— TASK REQUIREMENTS —
Pictures stay out of this copy, which runs from the first line of the material through the line containing "positive clicks: (750, 389)".
▼▼▼
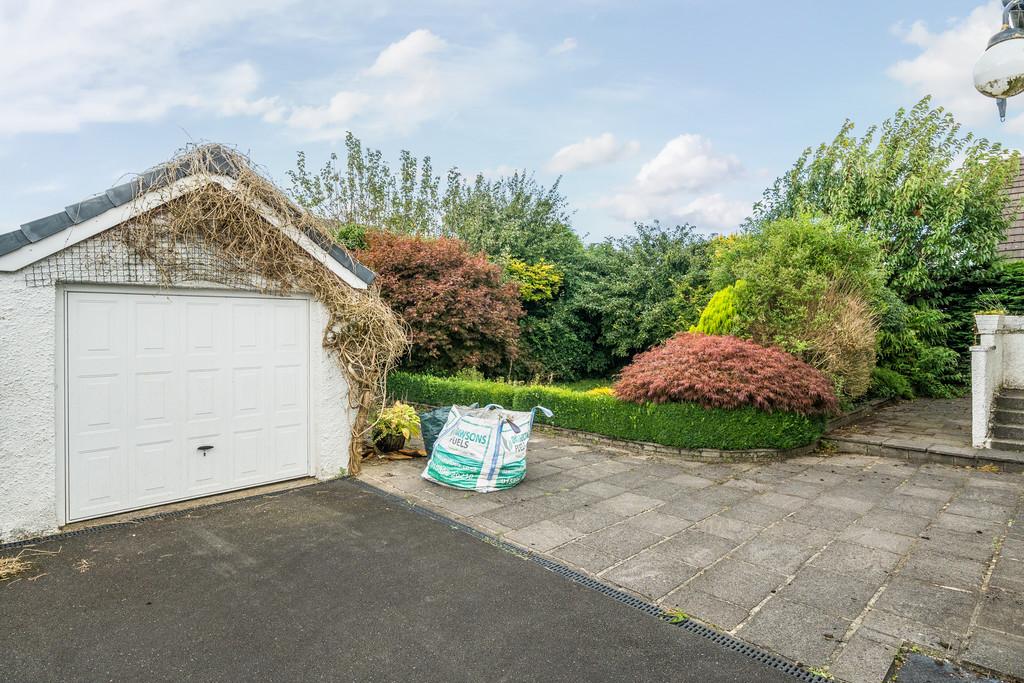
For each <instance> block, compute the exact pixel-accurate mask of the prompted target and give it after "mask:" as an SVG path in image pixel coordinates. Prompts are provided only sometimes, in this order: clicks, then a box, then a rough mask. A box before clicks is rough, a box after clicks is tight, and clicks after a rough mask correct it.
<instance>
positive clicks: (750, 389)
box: [614, 332, 839, 415]
mask: <svg viewBox="0 0 1024 683" xmlns="http://www.w3.org/2000/svg"><path fill="white" fill-rule="evenodd" d="M614 390H615V395H616V396H617V397H618V398H621V399H623V400H629V401H632V402H636V403H643V402H652V403H666V402H669V401H691V402H694V403H700V404H701V405H708V407H714V408H740V407H743V405H752V407H754V408H758V409H760V410H762V411H768V412H771V411H785V412H790V413H799V414H801V415H824V414H829V413H835V412H836V411H837V409H838V407H839V403H838V401H837V400H836V394H835V392H834V391H833V387H831V382H829V381H828V380H827V379H826V378H825V376H824V375H822V374H821V373H820V372H818V371H817V370H815V369H814V368H811V367H810V366H809V365H807V364H806V362H804V361H803V360H800V359H799V358H796V357H795V356H792V355H790V354H788V353H785V352H784V351H780V350H778V349H774V348H765V347H764V346H759V345H758V344H755V343H754V342H750V341H745V340H742V339H737V338H735V337H723V336H708V335H702V334H697V333H685V332H681V333H679V334H677V335H676V336H674V337H672V338H671V339H669V340H668V341H666V342H665V343H664V344H660V345H659V346H655V347H654V348H652V349H650V350H649V351H645V352H643V353H640V354H638V355H637V356H636V357H634V358H633V361H632V362H631V364H630V365H629V366H627V367H626V369H625V370H623V372H622V375H621V376H620V379H618V382H616V383H615V387H614Z"/></svg>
▲▲▲
— ANSWER TO THIS TASK —
For each <instance> block, compute the exact pixel-accurate mask of the prompted target and give it after "mask:" as an SVG path in image pixel coordinates. Prompts are provided only sometimes, in this order: clicks, then a box, then a rough mask. A box before clicks is rough, a box after clicks is tight, and clicks after a rough mask correct it.
<instance>
positive clicks: (750, 389)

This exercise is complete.